*** Opening Document segment ***

For three years before that, Gerkman was an associate attorney and manager at a Colorado law firm. While improving the practice of law for both attorneys and clients has been the focus of much of her professional career, Gerkman has been trying to unravel a more immediate and personal challenge: cancer.

Gerkman had been enjoying both her professional and personal life in Denver, when, in June 2015, she was given a medical diagnosis no one wants to hear. A small cell neuroendocrine carcinoma had developed in one of her breasts. "It is rare for small cell to show up in your breast. According to my oncologist, only around 40 people in the United States since the 1960s have been diagnosed with this same type of cancer," she says.

She underwent chemotherapy from July to October of that year and a bilateral mastectomy in December 2015. Gerkman decided to share her story of survival and impart some of the wisdom she gleaned while battling cancer by writing blog posts about her journey.

As part of her efforts to share her story, she addressed more than 900 people at Ignite Boulder about her experience battling and overcoming cancer. During that presentation, which was the first time she had ever spoken publicly about her personal challenge, Gerkman reveals she watched the TV Show 'The Walking Dead' while she underwent chemotherapy. While she admits that probably sounds macabre, she says watching the show made her think about her mortality. And life.

Fortunately, initial reports were positive, indicating her cancer was in remission. She says facing death made her appreciate life all the more, and sharing that perspective at Ignite Boulder was one way to revel in the lessons she learned the hard way. Unfortunately, after just over a year of remission, Gerkman was dealt another blow. This past January, a scan revealed a small local recurrence.

"With this particular type of cancer, it is rare that it took so long to recur, she says. This past February and March, she returned to a regimen that included daily radiation and weekly chemotherapy. In May, she embarked on a higher dose chemotherapy treatment that lasted until the end of June.

"Then we wait and see," she says. The good news is that her current scans "show the treatment has been effective."

Despite her personal challenges, Gerkman continues to serve her organization and advance her work. For example, in the last year she released the two lead reports from IAALS landmark study of the profession that identifies the foundations new lawyers need to succeed. She also oversaw the 5th Annual Educating Tomorrow’s Lawyers Conference. This fall, she will receive the Colorado Women’s Bar Association Foundation’s coveted "Raising the Bar Award."

*** Closing Document segment ***
*** Opening Stored data ***

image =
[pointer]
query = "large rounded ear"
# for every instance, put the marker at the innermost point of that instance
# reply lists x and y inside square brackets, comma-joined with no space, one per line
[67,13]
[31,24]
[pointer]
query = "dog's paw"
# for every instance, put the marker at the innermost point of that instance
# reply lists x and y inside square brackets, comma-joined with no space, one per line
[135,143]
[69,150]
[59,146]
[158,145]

*** Closing Stored data ***
*** Opening Stored data ***

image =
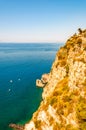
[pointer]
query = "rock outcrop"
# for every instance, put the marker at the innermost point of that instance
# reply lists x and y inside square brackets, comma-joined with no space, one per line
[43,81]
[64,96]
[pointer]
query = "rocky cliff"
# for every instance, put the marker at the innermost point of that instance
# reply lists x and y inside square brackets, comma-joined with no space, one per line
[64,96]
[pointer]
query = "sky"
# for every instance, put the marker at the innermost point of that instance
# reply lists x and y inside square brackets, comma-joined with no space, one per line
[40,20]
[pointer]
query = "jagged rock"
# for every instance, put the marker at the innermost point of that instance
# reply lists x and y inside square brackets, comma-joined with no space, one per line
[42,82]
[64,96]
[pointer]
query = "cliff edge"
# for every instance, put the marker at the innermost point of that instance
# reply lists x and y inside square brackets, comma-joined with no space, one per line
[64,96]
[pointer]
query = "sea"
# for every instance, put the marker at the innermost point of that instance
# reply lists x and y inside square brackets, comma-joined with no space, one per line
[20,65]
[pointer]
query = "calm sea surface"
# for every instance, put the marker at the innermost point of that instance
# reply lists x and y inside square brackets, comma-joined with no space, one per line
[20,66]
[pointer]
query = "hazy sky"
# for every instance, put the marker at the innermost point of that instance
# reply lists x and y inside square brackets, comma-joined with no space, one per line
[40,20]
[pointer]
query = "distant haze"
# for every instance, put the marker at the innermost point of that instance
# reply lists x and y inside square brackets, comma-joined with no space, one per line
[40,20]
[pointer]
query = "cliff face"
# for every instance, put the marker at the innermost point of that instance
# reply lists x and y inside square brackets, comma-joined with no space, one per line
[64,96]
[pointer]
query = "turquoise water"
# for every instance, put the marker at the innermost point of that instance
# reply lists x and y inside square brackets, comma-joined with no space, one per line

*** Closing Stored data ***

**Exercise instructions:**
- a) Transcribe part of the Gerkman profile word for word, starting at "She underwent chemotherapy from" and ending after "mortality. And life.".
- b) Finish out the next part of the Gerkman profile, picking up after its final sentence.

**Results in order:**
- a)
She underwent chemotherapy from July to October of that year and a bilateral mastectomy in December 2015. Gerkman decided to share her story of survival and impart some of the wisdom she gleaned while battling cancer by writing blog posts about her journey.

As part of her efforts to share her story, she addressed more than 900 people at Ignite Boulder about her experience battling and overcoming cancer. During that presentation, which was the first time she had ever spoken publicly about her personal challenge, Gerkman reveals she watched the TV Show 'The Walking Dead' while she underwent chemotherapy. While she admits that probably sounds macabre, she says watching the show made her think about her mortality. And life.

- b)
Still, she sometimes does need to take off time from work to undergo chemotherapy. "I was able to work through much of it although you can never really predict what will happen," she says.

She says her disease has led her to major life revelations. For example, she has learned to be less controlling and more accepting. "I don't get to plan everything down to the letter. For me, it's been a matter of allowing myself to go with the flow."

Gerkman acknowledges the support she has received from her workplace and colleagues. "When you’re going through something like this, it’s important to maintain normalcy in your life. One way to do that is to continue to have professional responsibilities and obligations, they just can't overwhelm you."

She says her colleagues strike a good balance. Through her journey battling cancer, Gerkman says she has developed some perspectives about life that might be useful to other professionals, including attorneys. Chief among them, she says, is a realization that what each person wants from life is unique to each individual.

"After reflecting on it, I realize I feel good about what my life has been and what I’m doing," she says. That revelation has instilled a sense of peace. Being in a dire situation has helped her live. "Life is and can be fleeting. Cancer makes you think about the life you want to lead whether you have one day, one year, or 50 years."

Tami Kamin Meyer is an Ohio attorney and writer.